[Entries from a pointing dataset]
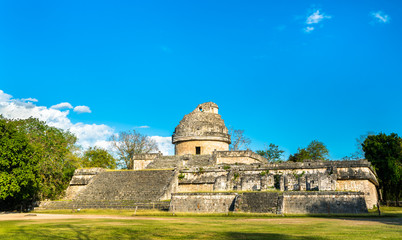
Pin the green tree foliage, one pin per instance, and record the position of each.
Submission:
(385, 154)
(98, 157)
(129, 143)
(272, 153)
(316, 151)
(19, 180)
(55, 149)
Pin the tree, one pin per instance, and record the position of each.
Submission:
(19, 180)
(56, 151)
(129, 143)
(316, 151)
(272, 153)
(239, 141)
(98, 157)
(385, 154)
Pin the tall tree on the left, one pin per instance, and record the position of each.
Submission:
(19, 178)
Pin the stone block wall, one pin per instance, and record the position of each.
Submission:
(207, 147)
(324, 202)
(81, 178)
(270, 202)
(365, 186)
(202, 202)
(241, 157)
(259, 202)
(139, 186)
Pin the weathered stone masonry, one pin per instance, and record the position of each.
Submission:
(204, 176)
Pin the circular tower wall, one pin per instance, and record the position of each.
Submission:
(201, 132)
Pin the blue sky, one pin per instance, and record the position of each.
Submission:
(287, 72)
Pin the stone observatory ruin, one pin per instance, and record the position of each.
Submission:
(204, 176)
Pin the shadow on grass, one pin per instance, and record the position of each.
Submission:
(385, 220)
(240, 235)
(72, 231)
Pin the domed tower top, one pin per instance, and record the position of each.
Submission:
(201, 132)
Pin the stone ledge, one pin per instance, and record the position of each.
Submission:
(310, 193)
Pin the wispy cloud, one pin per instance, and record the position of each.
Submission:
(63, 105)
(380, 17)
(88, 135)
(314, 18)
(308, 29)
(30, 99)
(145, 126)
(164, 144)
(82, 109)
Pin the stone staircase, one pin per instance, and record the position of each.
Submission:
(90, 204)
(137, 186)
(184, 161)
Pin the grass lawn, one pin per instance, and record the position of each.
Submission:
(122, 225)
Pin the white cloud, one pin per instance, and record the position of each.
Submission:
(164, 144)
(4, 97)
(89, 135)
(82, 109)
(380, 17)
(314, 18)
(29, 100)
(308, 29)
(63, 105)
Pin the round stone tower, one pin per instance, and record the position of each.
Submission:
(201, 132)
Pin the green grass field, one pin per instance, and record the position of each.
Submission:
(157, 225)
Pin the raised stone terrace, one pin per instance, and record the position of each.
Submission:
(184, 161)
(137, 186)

---

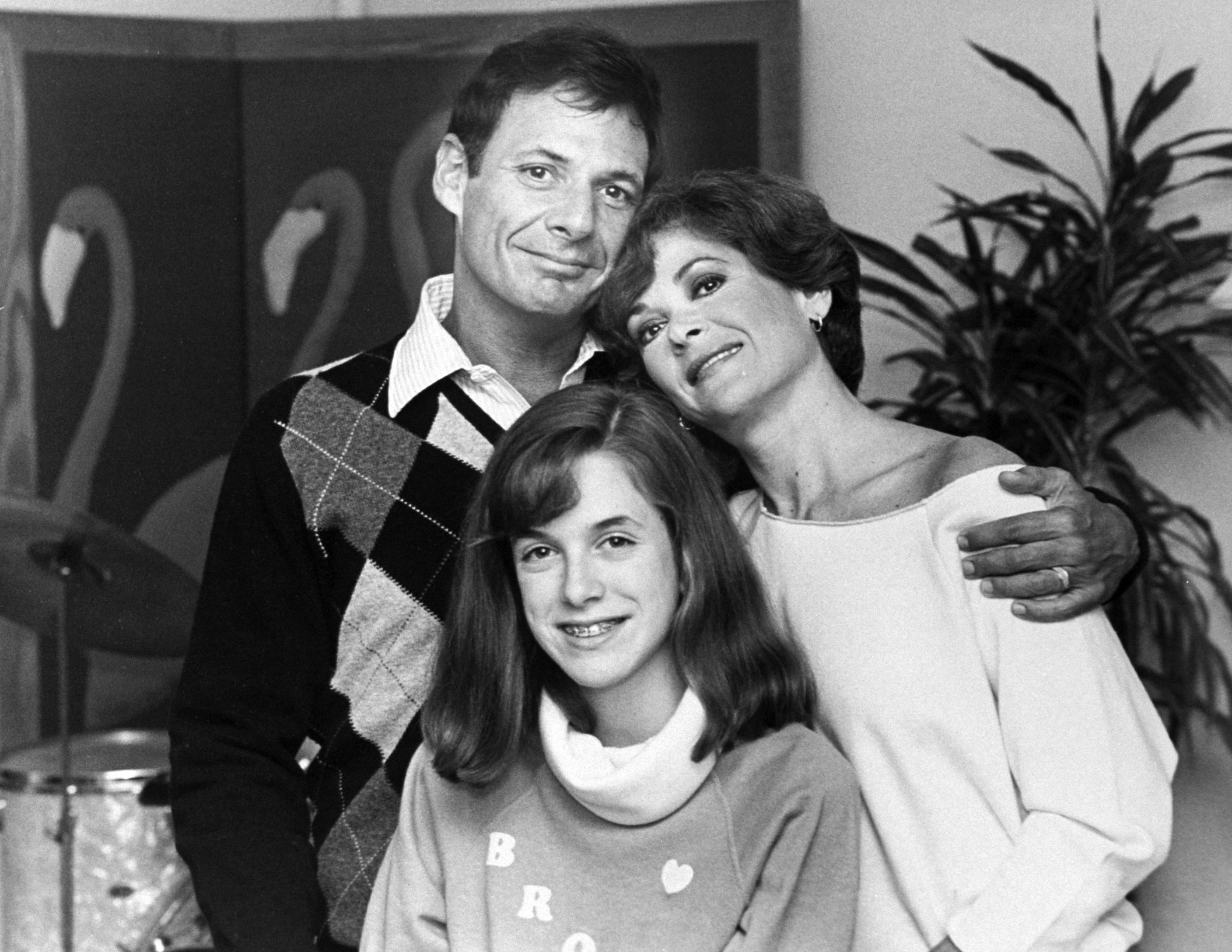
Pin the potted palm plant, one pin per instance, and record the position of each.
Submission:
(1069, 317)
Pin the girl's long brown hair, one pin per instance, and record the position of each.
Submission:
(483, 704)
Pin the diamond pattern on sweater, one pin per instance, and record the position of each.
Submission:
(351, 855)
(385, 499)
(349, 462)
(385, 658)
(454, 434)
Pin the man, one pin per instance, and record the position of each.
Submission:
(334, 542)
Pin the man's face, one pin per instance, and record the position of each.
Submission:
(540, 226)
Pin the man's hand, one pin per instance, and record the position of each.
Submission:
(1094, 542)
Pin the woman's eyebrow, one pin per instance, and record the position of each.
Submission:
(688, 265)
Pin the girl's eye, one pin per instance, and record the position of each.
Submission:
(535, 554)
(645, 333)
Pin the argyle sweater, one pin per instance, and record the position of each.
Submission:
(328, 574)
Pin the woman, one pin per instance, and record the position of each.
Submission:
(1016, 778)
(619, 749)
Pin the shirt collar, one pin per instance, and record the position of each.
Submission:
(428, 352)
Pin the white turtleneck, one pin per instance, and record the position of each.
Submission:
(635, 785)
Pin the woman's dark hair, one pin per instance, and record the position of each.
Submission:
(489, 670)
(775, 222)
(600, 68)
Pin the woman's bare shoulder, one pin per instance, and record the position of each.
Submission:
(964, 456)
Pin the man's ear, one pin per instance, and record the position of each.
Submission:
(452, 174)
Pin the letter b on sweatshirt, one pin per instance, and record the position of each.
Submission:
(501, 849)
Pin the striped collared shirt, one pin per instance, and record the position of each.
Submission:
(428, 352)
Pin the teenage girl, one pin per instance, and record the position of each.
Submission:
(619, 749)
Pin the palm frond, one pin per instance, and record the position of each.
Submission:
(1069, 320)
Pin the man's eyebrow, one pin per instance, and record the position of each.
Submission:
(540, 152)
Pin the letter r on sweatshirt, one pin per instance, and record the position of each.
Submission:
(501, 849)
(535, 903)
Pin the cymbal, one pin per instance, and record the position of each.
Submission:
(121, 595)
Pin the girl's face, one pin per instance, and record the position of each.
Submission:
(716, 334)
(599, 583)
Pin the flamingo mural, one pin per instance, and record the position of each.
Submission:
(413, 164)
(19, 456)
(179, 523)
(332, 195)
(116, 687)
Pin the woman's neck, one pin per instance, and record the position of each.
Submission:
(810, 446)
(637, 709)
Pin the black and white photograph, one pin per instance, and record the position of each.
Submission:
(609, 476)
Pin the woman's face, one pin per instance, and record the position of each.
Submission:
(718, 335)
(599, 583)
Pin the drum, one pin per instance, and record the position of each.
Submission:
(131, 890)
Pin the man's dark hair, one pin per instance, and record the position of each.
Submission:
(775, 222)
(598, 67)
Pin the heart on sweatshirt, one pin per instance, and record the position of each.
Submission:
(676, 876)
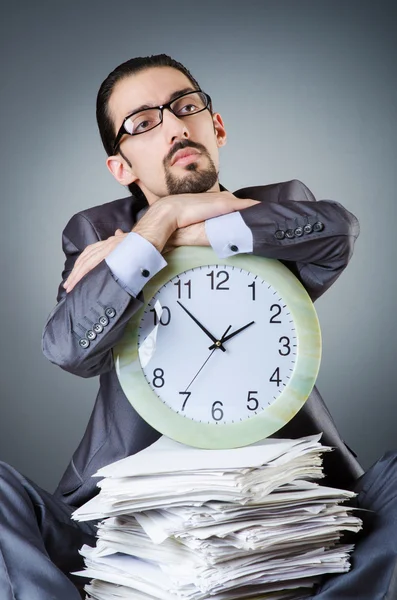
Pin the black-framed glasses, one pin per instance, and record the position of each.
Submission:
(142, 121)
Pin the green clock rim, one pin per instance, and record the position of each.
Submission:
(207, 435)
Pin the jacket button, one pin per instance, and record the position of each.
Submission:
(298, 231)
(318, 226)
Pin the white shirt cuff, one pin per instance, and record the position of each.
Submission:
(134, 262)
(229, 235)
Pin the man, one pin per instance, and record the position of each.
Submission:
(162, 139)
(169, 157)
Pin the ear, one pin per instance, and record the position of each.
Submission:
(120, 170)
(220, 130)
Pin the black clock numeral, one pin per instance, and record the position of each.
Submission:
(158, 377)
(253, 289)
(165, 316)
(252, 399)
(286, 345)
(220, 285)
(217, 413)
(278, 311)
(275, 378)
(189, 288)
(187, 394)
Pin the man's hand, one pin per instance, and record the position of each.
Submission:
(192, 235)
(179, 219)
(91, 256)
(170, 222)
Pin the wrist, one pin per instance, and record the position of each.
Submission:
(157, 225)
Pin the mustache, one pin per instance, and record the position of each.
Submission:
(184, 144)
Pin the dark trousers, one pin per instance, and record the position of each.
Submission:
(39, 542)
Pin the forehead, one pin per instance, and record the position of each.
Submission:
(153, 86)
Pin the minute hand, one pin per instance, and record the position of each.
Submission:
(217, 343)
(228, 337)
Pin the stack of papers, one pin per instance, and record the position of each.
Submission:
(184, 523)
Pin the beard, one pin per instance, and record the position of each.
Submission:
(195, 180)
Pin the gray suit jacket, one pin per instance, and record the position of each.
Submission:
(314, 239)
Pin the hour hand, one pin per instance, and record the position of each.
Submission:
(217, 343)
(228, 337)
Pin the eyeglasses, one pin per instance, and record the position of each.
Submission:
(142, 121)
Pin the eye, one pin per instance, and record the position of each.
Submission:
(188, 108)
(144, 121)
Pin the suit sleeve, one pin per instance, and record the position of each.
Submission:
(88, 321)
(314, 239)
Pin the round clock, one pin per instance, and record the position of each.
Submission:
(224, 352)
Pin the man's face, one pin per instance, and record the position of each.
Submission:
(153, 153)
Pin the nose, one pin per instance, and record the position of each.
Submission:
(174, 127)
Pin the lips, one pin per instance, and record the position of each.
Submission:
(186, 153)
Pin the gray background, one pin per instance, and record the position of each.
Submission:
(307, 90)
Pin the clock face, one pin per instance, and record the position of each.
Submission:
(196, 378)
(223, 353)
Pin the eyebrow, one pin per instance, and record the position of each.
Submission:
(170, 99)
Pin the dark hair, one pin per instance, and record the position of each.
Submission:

_Your objective_
Pull out every line of the records above that contains the string "clock", matching case exactly.

_In response_
Pin the green clock rim, one pin per instance, and record the position of each.
Pin the black clock numeral, one pin per instance, and record the position of each.
Pin the round clock, one pin per instance, and record the position of each.
Pin the clock face, one pin per instance, and record the position of each.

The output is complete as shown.